▶ **PROBLEM REQUIREMENTS**: Can you carry on the Discogs XML converter README below, picking up right after its last sentence?

Purpose-built Rust tool for converting Discogs XML data dumps to CSV files compatible with the discogs-etl ETL pipeline.
Replaces three Python scripts with a single binary:
| Python script | What it does | How Rust replaces it |
|---|---|---|
discogs-xml2db (external) |
XML to CSV | Built-in quick-xml parser |
fix_csv_newlines.py |
Fix embedded newlines | Rust csv crate produces RFC 4180 output |
filter_csv.py |
Filter by artist | --library-artists flag filters during parsing |
The CLI follows the WXYC cache-builder convention with two subcommands:
discogs-xml-converter build <input> [--data-dir DIR] [--library-artists FILE] [--limit N] [--resume]
discogs-xml-converter import <input> [--database-url URL] [--data-dir DIR] [--fresh] [--batch-size N]
build writes CSV files; import streams releases directly into PostgreSQL via COPY.
# Convert all releases to CSV
discogs-xml-converter build releases.xml.gz --data-dir /path/to/csv/
# Convert and filter to library artists only
discogs-xml-converter build releases.xml.gz --data-dir /path/to/filtered/ \
--library-artists library_artists.txt
# Limit records for testing
discogs-xml-converter build releases.xml.gz --data-dir /tmp/test/ --limit 100--database-url is required; if omitted the CLI falls back to the DATABASE_URL_DISCOGS environment variable.

▶ **DATA EXCERPT**:

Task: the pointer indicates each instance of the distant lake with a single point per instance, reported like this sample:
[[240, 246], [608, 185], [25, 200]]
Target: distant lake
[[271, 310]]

▶ **RESPONSE TO THIS EXERCISE**:
# Stream releases directly into PostgreSQL
discogs-xml-converter import /path/to/xml-dumps/ \
--data-dir /path/to/supplementary/ \
--library-artists library_artists.txt \
--database-url postgresql://localhost:5432/discogs
# Same, using DATABASE_URL_DISCOGS env var
DATABASE_URL_DISCOGS=postgresql://localhost:5432/discogs \
discogs-xml-converter import /path/to/xml-dumps/ \
--library-artists library_artists.txt
# Drop existing release rows before importing (--fresh truncates release CASCADE)
discogs-xml-converter import releases.xml.gz \
--database-url postgresql://localhost:5432/discogs \
--fresh
# Tune batch size (default: 100000)
discogs-xml-converter import releases.xml.gz \
--database-url postgresql://localhost:5432/discogs \
--batch-size 50000Supplementary CSVs (artist_alias.csv, label_hierarchy.csv) are still written to --data-dir in directory-input mode.
Common to both subcommands:
| Flag | Description |
|---|---|
--data-dir DIR |
Working directory for CSV outputs (default: ./data) |
--library-artists FILE |
Filter to releases by artists in this file (one per line) |
--limit N |
Stop after N releases |
--progress-interval N |
Log progress every N releases (default: 100000) |
build only:
| Flag | Description |
|---|---|
--resume |
Reserved for future resumable builds (currently a no-op; this tool is single-pass) |
--state-file FILE |
Path to the state file used by --resume (default: ./state.json) |
import only:
| Flag | Description |
|---|---|
--database-url URL |
PostgreSQL connection URL. Falls back to DATABASE_URL_DISCOGS |
--fresh |
TRUNCATE release ... CASCADE before importing |
--batch-size N |
Releases to buffer before flushing to PostgreSQL (default: 100000) |
--output-dir is accepted as a deprecated alias for --data-dir and emits a stderr warning. It will be removed in the next release.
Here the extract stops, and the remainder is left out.